Needless to say that Emma’s life, infamous and full of contention, has been interpreted many different ways. The first attempt to create a life of Goldman was done by one of her lovers, Hippolyte Havel, a fellow anarchist. This “sketch” — it is a mere 40 pages in length — was written as an introduction to a collection of essays by Emma published in 1910. Because of its relatively early publication, written more that 30 years before her death and its obviously preferential view, it is limited in its ability to portray Goldman’s life accurately. The intention of the piece was not necessarily to glorify Goldman, but was written at a time when Emma was personified as a walking she-devil by a sensationalizing press and a belligerent government. This piece was mainly a response to this disparaging view of anarchists in general. In fact, the last section of this short biography is wholly devoted to a defense of anarchism against the gross misrepresentation it was receiving at the time.

It was not until 30 years after her death that a more solid attempt at biography was attempted by Richard Drinnon. His Rebel in Paradise is considered by most of the biographers that have followed to be the standard biography of Emma. This life is largely devoted to a revision of the distorted view left by the media of Goldman’s day, and therefore focuses primarily on her historical life. Drinnon devotes an entire chapter to the conspiracy by the federal government, mainly at the behest of a young and ambitious J. Edgar Hoover, to deny Emma of her American citizenship in order to eventually deport her. Drinnon is very frank in his introduction about his bias, stating that just choosing someone like Goldman is in itself subjective. “No doubt my basic sympathy for the radical style in politics helped shape this empathy and understanding” (Drinnon, vii). But unlike Havel’s, “this book is, first and foremost, a critical biography of the woman” (Drinnon, viii). Drinnon’s book comes off as sympathetic yet avoids any partisanship.

Candace Falk relates in her introduction how she and her dog, “Red Emma”, stumbled upon a box of letters written by Emma to her lover, Ben Reitman in the early 1970s. Obviously with a dog named after your subject, like Drinnon and Havel, Falk is empathetic towards Goldman. But unlike her predecessors, Falk is not interested in Emma as an anarchist, but as a lover, a woman and a human being. Using previously unknown letters, Falk investigates Emma’s private sexual life, focusing primarily on her relationship with Reitman.

Falk wrote Love, Anarchy and Emma Goldman because “no single source could answer my questions about Emma. There was a path-breaking biography by Richard Drinnon, Rebel in Paradise, but it did not delve deeply into the relationship between Emma and Ben” (Falk, xiii). She doesn’t try to compete with past material nor does it try to rewrite Emma’s public life in light of the new information. “Rather than chronicle her public life in parallel detail, I chose to write a companion piece to her own account in the autobiography and to the Drinnon biography” (Falk, xiii). Because of this focus, the biography emphasizes the decade of the relationship (1908–1917), while purposely neglecting much of the rest.

Alice Wexler wrote a two volume biography of Goldman. The first volume arrived the same year as the Falk book, 1984, which is described as “An Intimate Life”. The first volume chronicles Emma up to her deportation from America; the second — Emma Goldman in Exile, finishes her life. Wexler’s biography attempts to investigate Emma’s inner or personal life. “While the historical Emma Goldman was more problematic, more contradictory, and less romantic in certain ways than the ebullient figure of legend, the reality of her life was no less heroic and in many ways more interesting and moving” (Wexler, An Intimate Life, xviii). Again, Wexler is not antagonistic to Emma; in fact, Wexler may herself be partial to anarchism, for she writes for anarchist journals such as Our Generation.

AVAILABLE DATA.

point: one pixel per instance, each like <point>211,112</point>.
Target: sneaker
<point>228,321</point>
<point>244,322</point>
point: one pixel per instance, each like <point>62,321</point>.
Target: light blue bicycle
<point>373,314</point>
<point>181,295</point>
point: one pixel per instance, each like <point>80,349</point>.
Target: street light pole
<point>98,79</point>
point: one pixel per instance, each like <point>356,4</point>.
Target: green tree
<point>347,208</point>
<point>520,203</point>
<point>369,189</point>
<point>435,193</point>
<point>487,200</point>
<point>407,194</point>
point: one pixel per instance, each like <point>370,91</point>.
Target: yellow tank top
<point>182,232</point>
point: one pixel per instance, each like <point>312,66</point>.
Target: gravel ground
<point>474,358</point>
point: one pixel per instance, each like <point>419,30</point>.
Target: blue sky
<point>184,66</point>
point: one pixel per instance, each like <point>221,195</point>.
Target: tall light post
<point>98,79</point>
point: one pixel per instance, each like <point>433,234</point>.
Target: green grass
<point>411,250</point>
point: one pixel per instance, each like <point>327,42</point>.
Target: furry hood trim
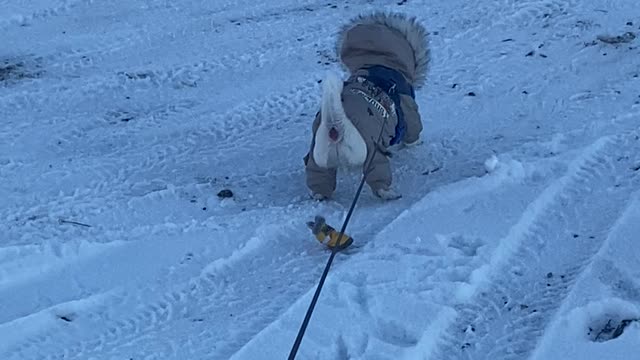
<point>409,27</point>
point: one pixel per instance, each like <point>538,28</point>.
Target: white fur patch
<point>350,148</point>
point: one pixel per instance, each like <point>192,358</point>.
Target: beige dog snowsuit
<point>387,58</point>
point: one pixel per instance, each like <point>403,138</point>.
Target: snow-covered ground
<point>517,236</point>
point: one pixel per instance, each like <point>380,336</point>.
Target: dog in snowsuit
<point>386,55</point>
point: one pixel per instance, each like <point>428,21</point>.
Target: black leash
<point>334,251</point>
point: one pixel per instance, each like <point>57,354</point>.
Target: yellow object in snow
<point>323,231</point>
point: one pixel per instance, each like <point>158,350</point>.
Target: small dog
<point>387,56</point>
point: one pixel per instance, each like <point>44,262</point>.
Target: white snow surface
<point>517,236</point>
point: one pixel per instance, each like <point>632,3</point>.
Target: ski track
<point>510,313</point>
<point>131,178</point>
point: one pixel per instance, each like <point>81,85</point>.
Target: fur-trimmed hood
<point>390,39</point>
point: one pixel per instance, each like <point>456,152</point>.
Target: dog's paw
<point>387,194</point>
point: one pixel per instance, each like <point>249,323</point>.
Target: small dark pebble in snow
<point>226,193</point>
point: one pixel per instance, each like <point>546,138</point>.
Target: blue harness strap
<point>393,83</point>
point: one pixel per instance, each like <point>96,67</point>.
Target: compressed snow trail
<point>130,118</point>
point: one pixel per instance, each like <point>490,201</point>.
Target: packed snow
<point>154,202</point>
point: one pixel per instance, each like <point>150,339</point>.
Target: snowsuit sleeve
<point>319,180</point>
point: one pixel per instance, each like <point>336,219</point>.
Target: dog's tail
<point>390,39</point>
<point>332,114</point>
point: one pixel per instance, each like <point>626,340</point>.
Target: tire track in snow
<point>64,66</point>
<point>507,316</point>
<point>46,11</point>
<point>218,285</point>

COMPLETE THE FOLLOWING.
(a) In the text on Emma Goldman's biographers, which years does Falk's biography emphasize?
(b) Summarize the text on Emma Goldman's biographers in two sentences.

TASK RESPONSES.
(a) 1908–1917, the decade of Goldman's relationship with Ben Reitman.

(b) Goldman's life has been interpreted in many ways, beginning with Hippolyte Havel's 40-page sketch from 1910, which was mainly a response to the disparaging view of anarchists at the time. Richard Drinnon's Rebel in Paradise, considered by most later biographers the standard biography, focuses on her historical life, while Candace Falk, using letters to Ben Reitman, and Alice Wexler, in two volumes, turned to her private and inner life.